__Work task__: Repeat exactly, and only, the lines from the one holding "Target: wooden plank" through the last line of the records below.

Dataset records
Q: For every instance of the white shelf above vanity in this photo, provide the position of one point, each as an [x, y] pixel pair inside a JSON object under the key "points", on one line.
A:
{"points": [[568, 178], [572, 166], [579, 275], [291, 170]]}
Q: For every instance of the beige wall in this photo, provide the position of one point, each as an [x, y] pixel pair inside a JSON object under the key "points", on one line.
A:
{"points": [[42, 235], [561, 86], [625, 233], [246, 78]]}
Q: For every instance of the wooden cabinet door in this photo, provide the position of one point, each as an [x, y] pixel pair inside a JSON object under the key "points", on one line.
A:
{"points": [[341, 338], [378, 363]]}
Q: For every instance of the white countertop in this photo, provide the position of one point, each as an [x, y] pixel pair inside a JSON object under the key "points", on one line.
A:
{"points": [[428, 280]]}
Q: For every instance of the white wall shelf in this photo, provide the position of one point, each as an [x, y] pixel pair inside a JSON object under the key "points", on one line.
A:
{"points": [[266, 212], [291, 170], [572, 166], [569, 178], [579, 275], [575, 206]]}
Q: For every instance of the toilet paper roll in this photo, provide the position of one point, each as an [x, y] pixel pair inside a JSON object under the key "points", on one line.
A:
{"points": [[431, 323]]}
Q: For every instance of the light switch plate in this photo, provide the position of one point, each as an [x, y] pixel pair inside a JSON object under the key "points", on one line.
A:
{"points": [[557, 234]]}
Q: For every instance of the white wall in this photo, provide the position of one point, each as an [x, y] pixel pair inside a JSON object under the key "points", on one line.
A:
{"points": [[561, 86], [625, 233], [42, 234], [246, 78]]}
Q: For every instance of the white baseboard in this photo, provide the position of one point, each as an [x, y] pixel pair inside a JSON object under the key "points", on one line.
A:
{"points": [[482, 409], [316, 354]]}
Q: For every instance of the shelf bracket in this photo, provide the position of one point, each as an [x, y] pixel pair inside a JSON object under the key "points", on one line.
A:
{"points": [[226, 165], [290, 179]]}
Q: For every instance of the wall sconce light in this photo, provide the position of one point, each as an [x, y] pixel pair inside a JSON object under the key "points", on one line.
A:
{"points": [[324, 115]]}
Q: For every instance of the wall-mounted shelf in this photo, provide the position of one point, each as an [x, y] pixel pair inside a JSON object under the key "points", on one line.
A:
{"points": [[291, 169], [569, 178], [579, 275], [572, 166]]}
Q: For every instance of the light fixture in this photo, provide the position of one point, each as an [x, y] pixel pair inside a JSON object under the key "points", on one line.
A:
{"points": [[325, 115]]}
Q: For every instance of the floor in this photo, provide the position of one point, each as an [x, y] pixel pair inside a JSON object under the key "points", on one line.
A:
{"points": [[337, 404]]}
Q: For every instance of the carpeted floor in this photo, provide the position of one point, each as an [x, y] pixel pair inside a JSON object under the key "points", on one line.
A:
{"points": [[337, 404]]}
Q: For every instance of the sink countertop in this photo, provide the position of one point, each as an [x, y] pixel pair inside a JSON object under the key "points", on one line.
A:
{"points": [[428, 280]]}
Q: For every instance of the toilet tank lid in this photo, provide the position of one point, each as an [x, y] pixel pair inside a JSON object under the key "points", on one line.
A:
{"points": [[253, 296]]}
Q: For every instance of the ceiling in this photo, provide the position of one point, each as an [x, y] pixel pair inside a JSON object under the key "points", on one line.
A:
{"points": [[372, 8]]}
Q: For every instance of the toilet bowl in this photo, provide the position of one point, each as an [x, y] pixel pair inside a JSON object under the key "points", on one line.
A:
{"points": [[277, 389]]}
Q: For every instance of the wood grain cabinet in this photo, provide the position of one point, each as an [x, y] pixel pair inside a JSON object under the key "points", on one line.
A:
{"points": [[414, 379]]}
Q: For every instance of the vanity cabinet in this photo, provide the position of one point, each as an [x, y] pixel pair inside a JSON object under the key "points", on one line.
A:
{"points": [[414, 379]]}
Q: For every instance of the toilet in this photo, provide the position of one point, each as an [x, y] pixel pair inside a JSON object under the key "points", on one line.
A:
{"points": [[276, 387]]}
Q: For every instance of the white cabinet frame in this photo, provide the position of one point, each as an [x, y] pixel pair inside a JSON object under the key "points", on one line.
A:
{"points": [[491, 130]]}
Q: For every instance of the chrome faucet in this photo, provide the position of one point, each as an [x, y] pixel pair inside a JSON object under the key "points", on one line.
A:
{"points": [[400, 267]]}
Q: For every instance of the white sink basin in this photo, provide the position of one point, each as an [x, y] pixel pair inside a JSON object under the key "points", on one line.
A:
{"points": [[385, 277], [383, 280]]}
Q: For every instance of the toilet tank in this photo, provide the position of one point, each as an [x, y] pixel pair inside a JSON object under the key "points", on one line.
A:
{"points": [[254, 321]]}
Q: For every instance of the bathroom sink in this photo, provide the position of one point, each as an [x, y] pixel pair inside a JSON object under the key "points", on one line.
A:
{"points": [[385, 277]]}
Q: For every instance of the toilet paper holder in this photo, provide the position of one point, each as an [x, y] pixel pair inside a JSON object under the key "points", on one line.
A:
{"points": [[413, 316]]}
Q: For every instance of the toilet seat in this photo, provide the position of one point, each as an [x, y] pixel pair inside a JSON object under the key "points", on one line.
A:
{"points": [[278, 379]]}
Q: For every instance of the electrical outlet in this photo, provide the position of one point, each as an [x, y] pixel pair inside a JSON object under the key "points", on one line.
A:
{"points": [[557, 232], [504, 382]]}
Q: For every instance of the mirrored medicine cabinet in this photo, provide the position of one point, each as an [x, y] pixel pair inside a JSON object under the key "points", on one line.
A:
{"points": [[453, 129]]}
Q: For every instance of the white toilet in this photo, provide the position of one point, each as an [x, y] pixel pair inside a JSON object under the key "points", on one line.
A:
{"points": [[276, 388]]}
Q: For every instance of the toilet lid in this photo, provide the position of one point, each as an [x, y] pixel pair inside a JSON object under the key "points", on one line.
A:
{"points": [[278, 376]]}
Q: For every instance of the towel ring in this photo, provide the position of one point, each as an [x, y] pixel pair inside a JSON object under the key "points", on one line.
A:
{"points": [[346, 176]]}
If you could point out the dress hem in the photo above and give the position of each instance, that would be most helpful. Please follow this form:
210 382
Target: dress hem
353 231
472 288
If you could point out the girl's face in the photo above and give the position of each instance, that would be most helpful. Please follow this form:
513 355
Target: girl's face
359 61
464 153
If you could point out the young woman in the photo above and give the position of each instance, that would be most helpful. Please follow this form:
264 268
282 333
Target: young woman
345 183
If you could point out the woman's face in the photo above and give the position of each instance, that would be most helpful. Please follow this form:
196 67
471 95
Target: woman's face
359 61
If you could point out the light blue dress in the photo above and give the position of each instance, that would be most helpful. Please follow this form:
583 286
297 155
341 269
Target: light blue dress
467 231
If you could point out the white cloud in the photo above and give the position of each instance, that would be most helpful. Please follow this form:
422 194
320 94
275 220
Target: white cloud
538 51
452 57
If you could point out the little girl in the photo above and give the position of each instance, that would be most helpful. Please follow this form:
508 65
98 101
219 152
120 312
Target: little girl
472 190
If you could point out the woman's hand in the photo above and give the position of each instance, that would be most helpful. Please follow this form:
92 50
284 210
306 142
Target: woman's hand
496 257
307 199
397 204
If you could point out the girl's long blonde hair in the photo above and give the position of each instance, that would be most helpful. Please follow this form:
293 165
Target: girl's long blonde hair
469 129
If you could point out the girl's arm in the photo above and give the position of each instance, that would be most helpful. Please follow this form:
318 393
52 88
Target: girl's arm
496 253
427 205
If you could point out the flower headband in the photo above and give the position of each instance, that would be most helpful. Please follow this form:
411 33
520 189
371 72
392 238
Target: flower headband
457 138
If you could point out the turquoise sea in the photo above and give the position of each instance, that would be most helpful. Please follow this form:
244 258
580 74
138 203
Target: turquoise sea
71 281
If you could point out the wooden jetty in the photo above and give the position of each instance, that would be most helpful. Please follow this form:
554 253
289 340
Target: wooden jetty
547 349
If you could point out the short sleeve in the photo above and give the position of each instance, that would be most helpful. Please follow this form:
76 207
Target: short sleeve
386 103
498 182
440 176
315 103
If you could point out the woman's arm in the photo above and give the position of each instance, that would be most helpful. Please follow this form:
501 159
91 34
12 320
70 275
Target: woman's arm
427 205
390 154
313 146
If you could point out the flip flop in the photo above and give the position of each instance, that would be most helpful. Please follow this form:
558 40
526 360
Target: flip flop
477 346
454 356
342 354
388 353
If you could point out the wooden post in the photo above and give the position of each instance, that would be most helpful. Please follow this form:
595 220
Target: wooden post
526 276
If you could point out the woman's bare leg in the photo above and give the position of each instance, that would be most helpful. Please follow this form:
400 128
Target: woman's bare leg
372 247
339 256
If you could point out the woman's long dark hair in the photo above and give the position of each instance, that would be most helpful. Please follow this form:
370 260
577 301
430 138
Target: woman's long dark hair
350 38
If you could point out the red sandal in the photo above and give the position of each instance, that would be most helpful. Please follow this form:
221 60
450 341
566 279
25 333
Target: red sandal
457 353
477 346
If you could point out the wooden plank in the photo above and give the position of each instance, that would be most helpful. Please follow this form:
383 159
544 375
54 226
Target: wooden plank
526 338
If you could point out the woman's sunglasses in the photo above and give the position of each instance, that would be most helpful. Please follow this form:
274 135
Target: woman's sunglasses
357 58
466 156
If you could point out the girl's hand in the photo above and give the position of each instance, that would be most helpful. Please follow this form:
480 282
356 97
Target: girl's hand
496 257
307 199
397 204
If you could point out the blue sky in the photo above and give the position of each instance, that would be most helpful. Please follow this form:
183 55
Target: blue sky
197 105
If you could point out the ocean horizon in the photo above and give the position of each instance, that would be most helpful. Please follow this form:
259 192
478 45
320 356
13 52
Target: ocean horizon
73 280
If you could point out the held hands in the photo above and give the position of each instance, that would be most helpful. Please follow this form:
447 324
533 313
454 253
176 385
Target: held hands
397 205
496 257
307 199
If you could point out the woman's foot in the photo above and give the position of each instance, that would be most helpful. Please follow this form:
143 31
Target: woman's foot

__Result of this exercise__:
Target: wooden plank
526 338
If you could point out the woman's sunglasses in the photo above and give the position of each instance, that would be most helpful. Please follow this form:
274 135
Target: woman's sunglasses
357 58
466 156
If you could point out the girl's hand in the photo above and give the position of each instance, that would be most helpful. Please follow this form:
480 282
356 97
Target: girl's hand
496 257
307 199
397 204
If you could point out the blue sky in the photo above and give the position of each instance, that would be most helpful. Please follow this form:
183 55
Target: blue sky
197 105
If you could point out the ocean horizon in the photo above and give the position of each instance, that would be most helpful. Please follow this form:
259 192
478 45
320 356
13 52
Target: ocean horizon
73 280
If you could point out the held hands in the photo above and give the position of each instance, that would be most helpful. Please follow this form:
447 324
533 313
454 253
176 385
Target: held hands
397 205
496 257
307 199
If you could point out the woman's foot in the photo above and give the position of each instance, that would be most helpful. Please follow this form:
143 31
Target: woman's foot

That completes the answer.